Locate each line of the records that contains the word "after", and copy those lines.

### Stored items
========================
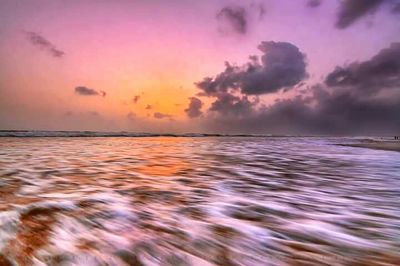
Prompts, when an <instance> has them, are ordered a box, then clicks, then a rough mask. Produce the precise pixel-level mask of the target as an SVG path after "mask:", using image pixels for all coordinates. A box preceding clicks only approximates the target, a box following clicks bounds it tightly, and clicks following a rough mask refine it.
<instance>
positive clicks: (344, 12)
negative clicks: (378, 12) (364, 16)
mask: <svg viewBox="0 0 400 266" xmlns="http://www.w3.org/2000/svg"><path fill="white" fill-rule="evenodd" d="M383 2H384V0H343V1H341V3H340V6H339V11H338V18H337V21H336V27H337V28H339V29H344V28H347V27H349V26H350V25H351V24H353V23H354V22H355V21H357V20H358V19H360V18H361V17H363V16H365V15H367V14H370V13H373V12H375V11H376V9H377V8H378V7H379V5H380V4H382V3H383Z"/></svg>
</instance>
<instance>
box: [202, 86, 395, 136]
mask: <svg viewBox="0 0 400 266" xmlns="http://www.w3.org/2000/svg"><path fill="white" fill-rule="evenodd" d="M399 114H400V94H398V96H397V97H387V98H377V97H367V98H362V99H361V98H359V97H357V96H356V95H354V94H353V93H352V92H351V90H350V89H348V90H342V91H331V90H329V89H326V88H324V89H319V91H318V90H317V91H315V92H314V93H313V95H312V96H310V97H302V96H298V97H295V98H294V99H285V100H280V101H277V102H276V103H274V104H273V105H272V106H270V107H264V108H261V109H258V110H257V109H255V108H252V109H251V110H250V111H249V112H248V114H247V115H242V116H226V115H219V116H217V118H210V119H209V121H208V122H209V124H208V125H209V127H210V129H211V130H214V131H222V132H225V131H230V132H232V131H233V132H242V133H268V134H291V135H294V134H388V133H389V134H392V133H393V134H398V132H399V131H400V115H399Z"/></svg>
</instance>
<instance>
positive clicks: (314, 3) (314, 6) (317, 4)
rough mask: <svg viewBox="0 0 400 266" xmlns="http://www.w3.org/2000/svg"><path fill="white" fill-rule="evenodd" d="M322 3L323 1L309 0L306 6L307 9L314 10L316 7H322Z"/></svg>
mask: <svg viewBox="0 0 400 266" xmlns="http://www.w3.org/2000/svg"><path fill="white" fill-rule="evenodd" d="M321 3H322V0H308V1H307V3H306V5H307V7H311V8H314V7H319V6H320V5H321Z"/></svg>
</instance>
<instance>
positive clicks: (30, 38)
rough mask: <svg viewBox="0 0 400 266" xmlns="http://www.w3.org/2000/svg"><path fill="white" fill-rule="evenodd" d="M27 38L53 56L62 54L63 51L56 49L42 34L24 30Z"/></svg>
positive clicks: (59, 56)
mask: <svg viewBox="0 0 400 266" xmlns="http://www.w3.org/2000/svg"><path fill="white" fill-rule="evenodd" d="M25 33H26V35H27V37H28V40H29V41H30V42H31V43H32V44H33V45H34V46H36V47H38V48H39V49H41V50H44V51H46V52H48V53H49V54H50V55H51V56H53V57H58V58H59V57H62V56H64V54H65V53H64V52H63V51H61V50H59V49H57V48H56V47H55V45H54V44H52V43H51V42H50V41H48V40H47V39H46V38H44V37H43V36H42V35H40V34H38V33H36V32H32V31H29V32H25Z"/></svg>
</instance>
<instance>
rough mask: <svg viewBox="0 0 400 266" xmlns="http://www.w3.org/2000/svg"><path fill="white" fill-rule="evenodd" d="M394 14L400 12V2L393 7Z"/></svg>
mask: <svg viewBox="0 0 400 266" xmlns="http://www.w3.org/2000/svg"><path fill="white" fill-rule="evenodd" d="M392 13H393V14H400V3H395V4H394V5H393V7H392Z"/></svg>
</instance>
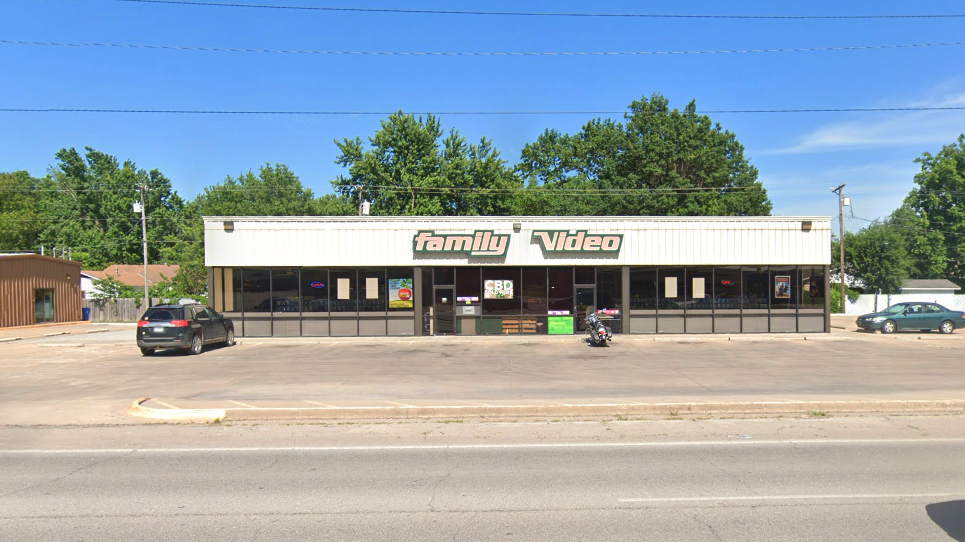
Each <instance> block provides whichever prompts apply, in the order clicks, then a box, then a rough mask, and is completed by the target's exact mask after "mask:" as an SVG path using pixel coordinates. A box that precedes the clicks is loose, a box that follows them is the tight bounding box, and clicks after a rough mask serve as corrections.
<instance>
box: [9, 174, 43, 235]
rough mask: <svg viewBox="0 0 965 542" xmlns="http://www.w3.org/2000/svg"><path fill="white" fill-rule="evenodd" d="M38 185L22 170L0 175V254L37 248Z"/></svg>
mask: <svg viewBox="0 0 965 542" xmlns="http://www.w3.org/2000/svg"><path fill="white" fill-rule="evenodd" d="M40 184H41V183H40V180H39V179H35V178H33V177H31V176H30V174H28V173H27V172H26V171H15V172H13V173H0V252H15V251H23V250H28V251H29V250H38V249H39V248H40V240H39V238H40V232H41V231H43V227H44V226H43V222H42V220H43V219H42V217H41V214H40V202H41V199H42V197H43V194H44V192H40V191H39V189H40Z"/></svg>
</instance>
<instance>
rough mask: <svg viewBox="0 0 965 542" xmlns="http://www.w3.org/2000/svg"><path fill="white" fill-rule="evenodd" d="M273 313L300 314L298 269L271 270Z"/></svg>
mask: <svg viewBox="0 0 965 542" xmlns="http://www.w3.org/2000/svg"><path fill="white" fill-rule="evenodd" d="M271 289H272V292H271V311H272V312H299V311H300V310H301V309H300V307H299V303H298V269H293V268H285V267H282V268H278V267H276V268H273V269H272V270H271Z"/></svg>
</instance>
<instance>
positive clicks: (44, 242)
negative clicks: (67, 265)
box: [38, 147, 184, 269]
mask: <svg viewBox="0 0 965 542" xmlns="http://www.w3.org/2000/svg"><path fill="white" fill-rule="evenodd" d="M86 150H87V152H86V154H85V155H84V156H81V155H80V153H78V152H77V151H76V150H75V149H73V148H71V149H61V150H60V151H59V152H58V153H57V154H56V158H57V161H58V163H57V165H56V166H55V167H53V168H51V171H50V172H49V174H48V175H47V177H46V178H45V179H44V180H43V182H42V183H41V189H42V190H43V193H44V194H45V196H44V197H43V198H42V199H41V205H40V206H41V211H40V212H41V214H42V215H43V217H44V222H43V223H44V226H45V227H44V229H43V231H42V232H41V233H40V235H39V238H38V241H39V243H40V244H43V245H46V246H48V247H53V246H60V247H72V249H73V256H74V259H78V260H81V261H82V262H83V263H84V265H85V266H86V267H88V268H91V269H99V268H103V267H105V266H107V265H109V264H112V263H126V264H132V263H138V262H141V261H142V258H143V256H142V246H141V237H142V236H141V216H140V214H137V213H135V212H134V210H133V204H134V202H136V201H140V194H139V192H140V187H141V186H142V185H144V186H146V187H147V192H146V194H145V205H146V209H148V213H149V218H148V222H149V227H148V233H147V240H148V259H149V260H151V261H159V259H160V258H161V254H162V251H163V247H164V244H165V241H166V240H167V239H168V238H170V237H171V236H172V235H175V234H176V233H177V231H178V220H179V219H180V216H181V211H182V209H183V207H184V201H183V200H182V199H181V197H180V196H178V195H177V193H176V192H174V191H173V190H172V189H171V181H170V180H168V178H167V177H165V176H164V175H163V174H162V173H161V172H160V171H158V170H156V169H154V170H151V171H146V170H144V169H138V168H137V167H136V165H135V164H134V162H132V161H130V160H128V161H125V162H124V163H123V164H120V163H119V162H118V160H117V158H115V157H113V156H110V155H108V154H105V153H102V152H100V151H96V150H94V149H92V148H90V147H87V149H86Z"/></svg>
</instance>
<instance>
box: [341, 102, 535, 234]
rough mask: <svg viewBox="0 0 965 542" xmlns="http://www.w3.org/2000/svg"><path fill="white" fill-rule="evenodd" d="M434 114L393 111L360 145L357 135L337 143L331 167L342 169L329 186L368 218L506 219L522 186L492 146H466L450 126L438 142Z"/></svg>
mask: <svg viewBox="0 0 965 542" xmlns="http://www.w3.org/2000/svg"><path fill="white" fill-rule="evenodd" d="M443 133H444V132H443V128H442V125H441V123H440V122H439V119H438V118H437V117H435V116H434V115H428V116H426V117H425V118H423V117H422V116H419V117H418V118H416V117H415V116H413V115H406V114H403V113H402V112H398V113H394V114H393V115H391V116H389V118H388V119H385V120H383V121H382V126H381V128H380V129H379V130H378V131H377V132H376V133H375V135H374V136H372V137H371V138H369V146H370V147H371V148H366V145H365V143H364V142H363V141H362V138H361V137H356V138H355V139H349V138H345V139H343V140H342V141H336V142H335V144H336V145H337V146H338V148H339V152H340V153H339V155H338V157H337V158H336V160H335V162H336V163H337V164H339V165H341V166H343V167H345V168H347V169H348V174H347V175H339V176H338V178H337V179H336V180H334V181H332V186H333V188H334V189H335V191H336V193H337V194H339V195H340V196H342V197H343V198H345V200H347V201H350V202H352V204H354V206H355V208H356V209H357V208H358V204H359V201H361V200H362V199H366V200H368V201H370V202H371V213H372V214H373V215H418V216H465V215H489V216H494V215H506V214H511V213H512V211H513V209H514V203H513V192H514V191H515V190H517V189H519V188H521V185H520V183H519V181H518V180H517V179H516V177H515V176H514V175H513V174H512V172H511V171H510V170H509V169H508V168H507V167H506V163H505V161H504V160H502V159H501V158H500V157H499V152H498V151H497V150H496V148H495V147H494V146H493V144H492V142H491V141H489V140H488V139H486V138H482V139H481V140H480V142H479V143H478V144H470V143H468V142H467V141H466V139H465V138H464V137H462V136H461V135H459V132H458V131H456V130H455V129H451V130H450V131H449V134H448V135H447V136H446V137H444V138H443Z"/></svg>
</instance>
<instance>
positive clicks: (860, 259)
mask: <svg viewBox="0 0 965 542" xmlns="http://www.w3.org/2000/svg"><path fill="white" fill-rule="evenodd" d="M845 249H846V250H847V252H848V254H846V255H845V259H846V260H849V263H850V264H851V265H852V266H853V267H852V269H853V272H854V275H855V276H856V277H857V278H859V279H860V280H861V281H862V282H864V284H865V288H866V290H867V291H869V292H875V291H877V290H878V289H880V290H881V291H882V292H883V293H886V294H896V293H898V292H899V288H901V285H902V283H903V282H904V281H905V279H906V278H908V276H909V274H910V270H911V269H912V267H913V263H912V261H911V259H910V258H909V255H908V251H907V250H906V249H905V240H904V239H903V238H902V236H901V233H900V232H899V231H898V230H897V229H896V228H894V227H893V226H891V225H889V224H886V223H881V222H874V223H872V224H871V225H870V226H868V227H866V228H864V229H862V230H861V231H860V232H858V233H857V234H854V235H848V237H847V239H846V243H845Z"/></svg>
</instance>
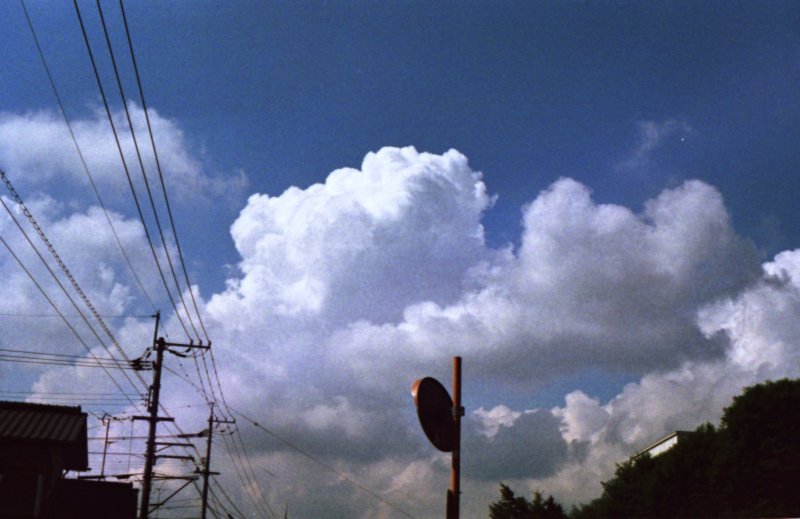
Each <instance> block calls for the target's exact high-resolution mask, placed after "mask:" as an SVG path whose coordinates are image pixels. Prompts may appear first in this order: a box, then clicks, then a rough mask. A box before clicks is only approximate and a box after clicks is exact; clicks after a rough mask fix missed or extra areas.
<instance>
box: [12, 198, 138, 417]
mask: <svg viewBox="0 0 800 519" xmlns="http://www.w3.org/2000/svg"><path fill="white" fill-rule="evenodd" d="M0 201H2V198H0ZM0 243H2V244H3V246H4V247H5V248H6V249H7V250H8V252H9V254H11V256H12V257H13V258H14V260H16V262H17V264H18V265H19V267H20V268H21V269H22V270H23V271H24V272H25V274H27V275H28V277H29V278H30V280H31V281H32V282H33V284H34V285H35V286H36V288H37V289H38V290H39V292H40V293H41V294H42V296H43V297H44V298H45V299H46V300H47V302H48V303H49V304H50V306H52V307H53V309H54V310H55V311H56V312H57V313H58V314H59V315H60V316H61V319H62V320H63V321H64V323H65V324H66V325H67V327H68V328H69V329H70V331H71V332H72V333H73V334H74V335H75V337H77V338H78V340H79V341H80V342H81V344H82V345H83V347H84V348H86V351H88V352H89V355H91V356H92V358H96V357H95V354H94V352H93V351H92V349H91V348H90V347H89V345H88V344H86V342H85V341H84V340H83V337H81V336H80V334H79V333H78V331H77V330H76V329H75V328H74V327H73V326H72V324H70V322H69V320H67V318H66V317H64V315H63V314H62V313H61V311H60V310H59V309H58V307H57V306H56V304H55V302H53V300H52V299H51V298H50V296H48V295H47V292H45V291H44V288H43V287H42V285H41V284H40V283H39V282H38V281H37V280H36V278H35V277H33V274H32V273H31V271H30V270H28V268H27V267H26V266H25V264H24V263H23V262H22V260H21V259H20V258H19V256H17V254H16V253H15V252H14V250H13V249H12V248H11V245H9V243H8V242H7V241H6V240H5V238H3V237H2V236H0ZM51 274H52V271H51ZM62 288H63V287H62ZM68 297H69V296H68ZM70 301H71V299H70ZM73 305H74V302H73ZM104 346H105V345H104ZM103 371H104V372H105V374H106V375H107V376H108V378H110V379H111V382H112V383H113V384H114V385H115V386H116V387H117V389H119V391H120V393H124V391H123V390H122V386H120V385H119V382H117V379H116V378H115V377H114V376H113V375H112V374H111V372H109V371H108V369H107V368H106V367H103ZM123 373H124V372H123ZM128 382H130V383H131V384H133V383H132V382H131V380H130V379H128ZM134 387H135V385H134ZM130 403H131V405H135V404H134V402H133V400H131V401H130Z"/></svg>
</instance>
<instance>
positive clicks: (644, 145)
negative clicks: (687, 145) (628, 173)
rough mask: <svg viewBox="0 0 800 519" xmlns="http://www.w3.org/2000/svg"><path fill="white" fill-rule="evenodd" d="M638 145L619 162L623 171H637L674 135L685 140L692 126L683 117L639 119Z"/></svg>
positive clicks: (689, 131) (638, 131) (630, 151)
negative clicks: (646, 120) (689, 125)
mask: <svg viewBox="0 0 800 519" xmlns="http://www.w3.org/2000/svg"><path fill="white" fill-rule="evenodd" d="M637 127H638V139H637V142H636V146H635V147H634V148H633V149H632V150H631V151H630V152H629V153H628V155H627V156H626V157H625V158H624V159H623V160H621V161H620V162H619V163H617V165H616V167H617V169H618V170H622V171H636V170H639V169H641V168H644V167H646V166H647V165H648V164H649V163H650V159H651V156H652V154H653V153H654V152H656V151H657V150H658V149H660V148H661V147H663V146H664V145H665V143H666V142H667V141H668V140H669V139H670V138H672V137H675V138H680V139H681V140H683V139H684V138H685V137H686V136H687V135H689V134H690V133H691V132H692V127H691V126H689V124H688V123H687V122H686V121H684V120H682V119H666V120H664V121H639V122H638V123H637Z"/></svg>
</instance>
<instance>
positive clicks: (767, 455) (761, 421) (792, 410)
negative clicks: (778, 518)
mask: <svg viewBox="0 0 800 519" xmlns="http://www.w3.org/2000/svg"><path fill="white" fill-rule="evenodd" d="M799 409H800V380H780V381H777V382H766V383H764V384H759V385H757V386H753V387H749V388H746V389H745V390H744V392H743V393H742V394H741V395H740V396H737V397H736V398H734V400H733V403H732V404H731V405H730V406H729V407H727V408H726V409H725V411H724V414H723V417H722V421H721V424H720V427H719V429H716V428H714V427H713V426H712V425H709V424H706V425H703V426H701V427H699V428H698V429H696V430H695V431H694V432H693V433H692V434H690V435H689V436H687V437H685V438H684V439H683V440H681V442H680V443H678V444H677V445H676V446H675V447H673V448H672V449H670V450H669V451H667V452H665V453H664V454H661V455H660V456H657V457H655V458H650V457H649V456H644V457H640V458H637V459H635V460H632V461H628V462H626V463H623V464H621V465H620V466H619V467H618V468H617V471H616V473H615V475H614V478H613V479H611V480H610V481H606V482H604V483H603V494H602V495H601V496H600V497H599V498H597V499H595V500H594V501H592V502H591V503H589V504H588V505H584V506H583V507H581V508H579V509H577V510H574V511H573V513H572V514H571V515H572V517H573V519H594V518H605V517H614V518H620V519H624V518H638V517H652V518H657V517H664V518H667V517H779V516H782V517H788V516H798V515H800V492H797V491H796V483H795V481H796V476H795V473H796V471H797V467H799V466H800V442H798V441H797V438H798V437H800V412H798V410H799Z"/></svg>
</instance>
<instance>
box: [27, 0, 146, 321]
mask: <svg viewBox="0 0 800 519" xmlns="http://www.w3.org/2000/svg"><path fill="white" fill-rule="evenodd" d="M20 4H21V5H22V11H23V12H24V13H25V19H26V20H27V22H28V28H29V29H30V31H31V36H33V41H34V43H35V44H36V50H37V52H38V53H39V59H40V61H41V62H42V66H43V67H44V71H45V73H46V74H47V80H48V81H49V82H50V87H51V89H52V90H53V95H54V96H55V98H56V102H57V103H58V108H59V110H60V111H61V116H62V117H63V118H64V123H65V124H66V126H67V130H68V131H69V135H70V138H71V139H72V142H73V144H74V145H75V150H76V151H77V152H78V157H79V158H80V161H81V164H82V165H83V170H84V172H85V173H86V176H87V177H88V178H89V184H91V186H92V190H93V191H94V194H95V196H96V197H97V202H98V203H99V204H100V207H101V209H103V214H104V215H105V217H106V221H107V222H108V226H109V227H110V228H111V233H112V234H113V235H114V240H115V241H116V243H117V247H118V248H119V250H120V252H121V253H122V256H123V258H125V263H127V265H128V269H130V271H131V274H133V278H134V280H135V281H136V284H137V285H138V286H139V290H141V291H142V294H144V297H145V299H147V301H148V303H150V307H151V308H153V309H155V307H156V305H155V303H153V299H152V298H151V297H150V294H149V293H148V292H147V289H146V288H145V287H144V284H143V283H142V280H141V279H140V278H139V274H137V273H136V269H134V268H133V263H132V262H131V259H130V256H128V253H127V252H126V251H125V247H123V246H122V240H120V238H119V234H118V233H117V229H116V227H115V226H114V223H113V222H112V220H111V216H110V215H109V213H108V208H106V204H105V202H104V201H103V198H102V197H101V196H100V191H99V190H98V189H97V185H96V184H95V181H94V177H93V176H92V173H91V171H90V170H89V166H88V165H87V163H86V159H85V158H84V156H83V151H82V150H81V147H80V145H78V139H77V138H76V136H75V132H74V130H73V129H72V124H71V123H70V122H69V117H67V111H66V110H65V108H64V103H63V102H62V100H61V95H60V94H59V93H58V88H57V87H56V82H55V80H54V79H53V75H52V73H51V72H50V67H49V66H48V65H47V60H46V59H45V56H44V51H43V50H42V46H41V45H40V44H39V38H38V37H37V36H36V31H35V30H34V28H33V21H32V20H31V17H30V14H29V13H28V8H27V7H26V6H25V0H20Z"/></svg>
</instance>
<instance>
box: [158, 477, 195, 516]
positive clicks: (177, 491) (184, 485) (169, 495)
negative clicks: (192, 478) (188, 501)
mask: <svg viewBox="0 0 800 519" xmlns="http://www.w3.org/2000/svg"><path fill="white" fill-rule="evenodd" d="M195 479H197V478H194V479H189V480H188V481H186V483H184V484H183V485H181V486H180V487H178V489H177V490H176V491H175V492H173V493H171V494H170V495H168V496H167V497H166V498H165V499H164V500H163V501H161V502H160V503H156V504H155V505H153V506H151V507H150V511H151V512H154V511H156V510H158V508H159V507H161V506H163V505H165V504H166V503H167V501H169V500H170V499H172V498H173V497H174V496H175V494H177V493H178V492H180V491H181V490H183V489H184V488H186V487H187V486H189V485H190V484H191V483H192V482H193V481H194V480H195Z"/></svg>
========================
### ANSWER FOR THIS EXERCISE
Prompts, when an <instance> has them, are ordered a box, then clicks, then a rough mask. Produce the precise pixel-level mask of the target as an SVG path after "mask:", using image pixels for all coordinates. A box preceding clicks only approximates the target, a box following clicks bounds it tightly, and clicks following a rough mask refine it.
Each <instance> block provides whichever prompts apply, in the order clicks, then a box, then a rough mask, and is completed by the target's exact mask after "mask:" as an SVG path using pixel coordinates. A box that precedes the clicks is loose, a box that follows them is the tight bounding box, and clicks after a rough mask serve as corrections.
Each <instance> block calls for the target's exact high-resolution mask, placed after "mask:" as an SVG path whose coordinates are image pixels. Prompts may appear first in this order: a box, then clicks, then a rough mask. A box before clicks is only approximate and a box after clicks is exact; clicks after a rough mask fix missed or extra areas.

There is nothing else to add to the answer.